PROBLEM STATEMENT :: Write out verbatim the lines of the data below, from the line containing "Tag swan's neck in the picture above." through the line containing "97 60 132 86", and nothing else.

++++++++

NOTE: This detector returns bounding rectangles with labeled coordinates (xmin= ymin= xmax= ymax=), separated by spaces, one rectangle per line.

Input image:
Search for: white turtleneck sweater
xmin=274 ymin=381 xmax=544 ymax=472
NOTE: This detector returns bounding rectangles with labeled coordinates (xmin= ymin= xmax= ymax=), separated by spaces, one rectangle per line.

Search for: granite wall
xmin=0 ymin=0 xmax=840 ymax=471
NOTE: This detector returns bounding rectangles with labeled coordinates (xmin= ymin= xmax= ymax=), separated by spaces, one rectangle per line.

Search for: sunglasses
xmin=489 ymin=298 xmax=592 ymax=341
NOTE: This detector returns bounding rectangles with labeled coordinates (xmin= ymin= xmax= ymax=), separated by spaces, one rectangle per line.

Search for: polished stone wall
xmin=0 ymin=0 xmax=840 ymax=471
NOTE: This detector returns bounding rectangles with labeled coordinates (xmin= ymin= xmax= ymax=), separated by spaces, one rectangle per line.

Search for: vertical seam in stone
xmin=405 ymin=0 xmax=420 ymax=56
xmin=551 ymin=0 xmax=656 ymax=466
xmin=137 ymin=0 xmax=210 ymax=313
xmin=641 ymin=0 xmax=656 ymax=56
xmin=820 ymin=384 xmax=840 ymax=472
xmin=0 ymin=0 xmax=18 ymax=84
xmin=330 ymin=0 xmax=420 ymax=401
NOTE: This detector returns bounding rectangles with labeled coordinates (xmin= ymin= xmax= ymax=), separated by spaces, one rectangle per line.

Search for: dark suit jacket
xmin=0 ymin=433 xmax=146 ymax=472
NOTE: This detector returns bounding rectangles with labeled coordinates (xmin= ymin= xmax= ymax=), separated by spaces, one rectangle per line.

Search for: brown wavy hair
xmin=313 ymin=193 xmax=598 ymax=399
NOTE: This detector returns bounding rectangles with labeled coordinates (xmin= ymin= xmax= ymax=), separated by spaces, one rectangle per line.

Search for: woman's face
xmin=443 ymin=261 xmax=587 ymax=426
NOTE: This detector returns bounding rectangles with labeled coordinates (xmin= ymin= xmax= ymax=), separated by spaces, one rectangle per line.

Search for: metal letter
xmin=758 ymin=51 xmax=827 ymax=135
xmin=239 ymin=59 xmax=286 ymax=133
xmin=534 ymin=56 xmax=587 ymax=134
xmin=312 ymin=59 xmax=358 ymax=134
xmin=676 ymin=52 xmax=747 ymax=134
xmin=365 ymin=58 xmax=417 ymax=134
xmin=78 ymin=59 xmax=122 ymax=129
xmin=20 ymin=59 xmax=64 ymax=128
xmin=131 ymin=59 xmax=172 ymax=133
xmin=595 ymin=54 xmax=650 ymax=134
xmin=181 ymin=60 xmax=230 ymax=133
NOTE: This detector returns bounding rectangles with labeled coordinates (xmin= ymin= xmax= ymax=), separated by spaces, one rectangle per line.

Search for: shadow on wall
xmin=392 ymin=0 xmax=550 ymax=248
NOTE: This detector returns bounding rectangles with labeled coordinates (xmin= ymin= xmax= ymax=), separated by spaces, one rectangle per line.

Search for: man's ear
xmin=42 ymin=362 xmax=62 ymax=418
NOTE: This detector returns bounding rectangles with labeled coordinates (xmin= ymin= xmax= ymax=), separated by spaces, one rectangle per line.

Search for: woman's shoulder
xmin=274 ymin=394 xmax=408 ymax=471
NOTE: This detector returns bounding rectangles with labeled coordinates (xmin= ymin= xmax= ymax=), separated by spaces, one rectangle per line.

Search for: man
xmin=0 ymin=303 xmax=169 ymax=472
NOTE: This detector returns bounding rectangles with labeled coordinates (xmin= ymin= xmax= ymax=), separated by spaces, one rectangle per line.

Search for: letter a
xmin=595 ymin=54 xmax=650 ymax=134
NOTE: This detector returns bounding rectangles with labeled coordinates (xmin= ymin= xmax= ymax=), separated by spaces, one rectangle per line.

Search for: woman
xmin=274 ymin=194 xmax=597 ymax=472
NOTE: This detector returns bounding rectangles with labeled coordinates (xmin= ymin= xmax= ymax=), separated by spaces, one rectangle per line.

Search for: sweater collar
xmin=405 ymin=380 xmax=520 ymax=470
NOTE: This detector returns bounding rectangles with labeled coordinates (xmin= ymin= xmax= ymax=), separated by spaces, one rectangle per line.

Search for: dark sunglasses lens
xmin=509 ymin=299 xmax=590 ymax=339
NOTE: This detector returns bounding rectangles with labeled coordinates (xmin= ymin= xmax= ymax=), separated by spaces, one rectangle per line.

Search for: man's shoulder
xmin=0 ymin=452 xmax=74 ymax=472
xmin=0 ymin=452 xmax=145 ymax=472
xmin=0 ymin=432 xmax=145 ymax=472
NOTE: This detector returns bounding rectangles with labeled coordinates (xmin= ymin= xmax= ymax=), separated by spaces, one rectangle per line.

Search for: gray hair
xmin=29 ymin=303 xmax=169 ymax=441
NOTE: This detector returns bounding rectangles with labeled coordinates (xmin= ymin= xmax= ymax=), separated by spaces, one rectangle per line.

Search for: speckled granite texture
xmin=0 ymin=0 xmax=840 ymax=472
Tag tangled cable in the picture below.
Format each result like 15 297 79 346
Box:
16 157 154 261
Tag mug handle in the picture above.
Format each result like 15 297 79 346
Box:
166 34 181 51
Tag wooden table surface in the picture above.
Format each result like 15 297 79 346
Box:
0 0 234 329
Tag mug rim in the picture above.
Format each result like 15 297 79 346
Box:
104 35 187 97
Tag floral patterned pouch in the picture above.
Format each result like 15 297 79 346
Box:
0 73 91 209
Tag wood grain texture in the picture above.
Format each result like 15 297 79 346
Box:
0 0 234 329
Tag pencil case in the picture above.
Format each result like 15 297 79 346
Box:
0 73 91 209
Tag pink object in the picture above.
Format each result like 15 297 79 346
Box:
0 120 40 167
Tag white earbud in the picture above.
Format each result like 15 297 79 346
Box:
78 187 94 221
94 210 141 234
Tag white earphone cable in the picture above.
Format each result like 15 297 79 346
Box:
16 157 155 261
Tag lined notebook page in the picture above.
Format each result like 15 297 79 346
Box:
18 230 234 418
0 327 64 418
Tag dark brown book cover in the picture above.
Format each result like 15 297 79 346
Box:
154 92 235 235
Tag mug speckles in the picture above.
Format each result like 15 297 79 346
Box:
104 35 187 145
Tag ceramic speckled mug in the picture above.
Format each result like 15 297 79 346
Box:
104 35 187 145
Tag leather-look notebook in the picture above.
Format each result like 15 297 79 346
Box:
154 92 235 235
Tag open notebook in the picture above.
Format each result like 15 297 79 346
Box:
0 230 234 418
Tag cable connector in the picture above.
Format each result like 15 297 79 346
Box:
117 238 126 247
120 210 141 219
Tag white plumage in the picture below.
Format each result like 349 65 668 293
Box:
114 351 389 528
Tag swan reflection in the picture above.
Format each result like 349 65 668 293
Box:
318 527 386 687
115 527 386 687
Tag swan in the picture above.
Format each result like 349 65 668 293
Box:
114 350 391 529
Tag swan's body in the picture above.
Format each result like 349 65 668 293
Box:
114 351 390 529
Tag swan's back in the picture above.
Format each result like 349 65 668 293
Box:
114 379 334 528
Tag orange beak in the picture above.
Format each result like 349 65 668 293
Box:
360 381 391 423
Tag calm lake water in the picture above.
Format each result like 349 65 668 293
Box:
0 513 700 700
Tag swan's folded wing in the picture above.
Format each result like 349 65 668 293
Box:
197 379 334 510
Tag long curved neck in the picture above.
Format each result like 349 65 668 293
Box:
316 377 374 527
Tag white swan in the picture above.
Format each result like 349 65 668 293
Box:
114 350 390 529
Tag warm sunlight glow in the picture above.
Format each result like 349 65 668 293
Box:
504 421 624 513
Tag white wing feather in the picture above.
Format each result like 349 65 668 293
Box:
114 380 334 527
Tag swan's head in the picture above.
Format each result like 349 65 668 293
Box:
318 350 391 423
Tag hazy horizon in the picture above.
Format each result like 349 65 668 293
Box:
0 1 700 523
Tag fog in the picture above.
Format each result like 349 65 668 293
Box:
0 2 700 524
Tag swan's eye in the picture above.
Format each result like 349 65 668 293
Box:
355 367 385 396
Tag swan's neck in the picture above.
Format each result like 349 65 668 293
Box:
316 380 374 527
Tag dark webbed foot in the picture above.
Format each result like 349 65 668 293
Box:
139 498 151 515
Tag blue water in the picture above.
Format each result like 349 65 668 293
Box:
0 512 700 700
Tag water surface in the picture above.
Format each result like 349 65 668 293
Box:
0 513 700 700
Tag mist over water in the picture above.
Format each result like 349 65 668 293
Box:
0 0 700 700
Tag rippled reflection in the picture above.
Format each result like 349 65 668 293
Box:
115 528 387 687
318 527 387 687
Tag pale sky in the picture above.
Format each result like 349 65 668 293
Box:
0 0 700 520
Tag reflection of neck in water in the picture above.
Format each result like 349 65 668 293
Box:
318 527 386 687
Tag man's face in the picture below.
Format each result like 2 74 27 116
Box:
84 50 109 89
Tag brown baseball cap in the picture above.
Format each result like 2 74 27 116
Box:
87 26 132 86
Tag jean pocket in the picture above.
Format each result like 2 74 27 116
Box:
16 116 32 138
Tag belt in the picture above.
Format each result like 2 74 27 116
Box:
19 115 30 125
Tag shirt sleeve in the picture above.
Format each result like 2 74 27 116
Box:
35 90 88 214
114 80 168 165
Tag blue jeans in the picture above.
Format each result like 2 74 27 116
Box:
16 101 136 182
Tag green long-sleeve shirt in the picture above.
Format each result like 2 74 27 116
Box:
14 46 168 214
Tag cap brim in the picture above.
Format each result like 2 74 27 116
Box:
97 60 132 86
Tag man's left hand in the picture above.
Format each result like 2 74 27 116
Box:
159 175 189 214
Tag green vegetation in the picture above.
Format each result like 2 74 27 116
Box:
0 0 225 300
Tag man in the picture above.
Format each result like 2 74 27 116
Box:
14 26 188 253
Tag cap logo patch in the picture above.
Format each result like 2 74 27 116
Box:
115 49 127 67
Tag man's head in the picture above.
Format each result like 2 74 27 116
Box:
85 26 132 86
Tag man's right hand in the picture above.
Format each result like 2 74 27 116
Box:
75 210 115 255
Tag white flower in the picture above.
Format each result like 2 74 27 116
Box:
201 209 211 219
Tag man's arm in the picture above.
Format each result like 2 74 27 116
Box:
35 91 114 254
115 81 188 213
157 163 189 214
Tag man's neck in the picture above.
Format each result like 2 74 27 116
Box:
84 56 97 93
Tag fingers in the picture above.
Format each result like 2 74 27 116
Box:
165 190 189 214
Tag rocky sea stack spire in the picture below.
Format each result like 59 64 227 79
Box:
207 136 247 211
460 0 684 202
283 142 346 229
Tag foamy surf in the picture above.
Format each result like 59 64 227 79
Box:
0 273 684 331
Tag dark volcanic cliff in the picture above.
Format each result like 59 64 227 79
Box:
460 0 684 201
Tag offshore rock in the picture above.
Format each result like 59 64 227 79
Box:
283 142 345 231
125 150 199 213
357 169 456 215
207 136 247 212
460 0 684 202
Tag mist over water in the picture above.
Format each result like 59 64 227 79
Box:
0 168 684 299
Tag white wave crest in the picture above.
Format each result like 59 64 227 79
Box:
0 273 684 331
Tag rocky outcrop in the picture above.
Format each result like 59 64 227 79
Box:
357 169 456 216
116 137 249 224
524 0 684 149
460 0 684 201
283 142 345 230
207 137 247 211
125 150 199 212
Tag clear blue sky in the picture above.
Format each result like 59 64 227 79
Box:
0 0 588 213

++++++++

ANSWER TO THIS PROBLEM ::
Tag swan's neck in the picture above.
Format each result like 349 65 668 293
Box:
316 380 374 527
Tag dark webbed foot in the picture above.
Format each result like 349 65 668 293
Box:
139 498 151 515
Tag blue water in the picture above.
Format each result like 349 65 668 293
Box:
0 512 700 700
Tag water surface in the picture above.
Format each result like 349 65 668 293
Box:
0 513 700 700
Tag mist over water in the picture above.
Format each result like 349 65 668 293
Box:
0 0 700 700
Tag rippled reflection in the picture above.
Format each result like 349 65 668 293
Box:
115 528 387 687
318 527 387 687
Tag pale sky in the picture above.
Format each result like 349 65 668 293
Box:
0 0 700 520
Tag reflection of neck in water in the picture above.
Format each result like 349 65 668 293
Box:
318 527 386 687
Tag man's face in the picture below.
Format each result like 2 74 27 116
Box:
84 50 109 89
Tag brown baseball cap in the picture above.
Format each result like 2 74 27 116
Box:
87 26 132 86
Tag jean pocket in the picture above.
Format each result like 2 74 27 116
Box:
16 116 32 138
Tag belt in the picture above.
Format each result like 2 74 27 116
Box:
19 115 30 125
Tag shirt sleeve in the picture above.
Format each result like 2 74 27 116
Box:
35 90 88 214
114 80 168 165
Tag blue jeans in the picture above.
Format each result like 2 74 27 116
Box:
16 101 136 182
Tag green long-sleeve shirt in the picture above.
Format each result like 2 74 27 116
Box:
14 46 168 214
Tag cap brim in the picture above.
Format each result like 2 74 27 116
Box:
97 60 132 86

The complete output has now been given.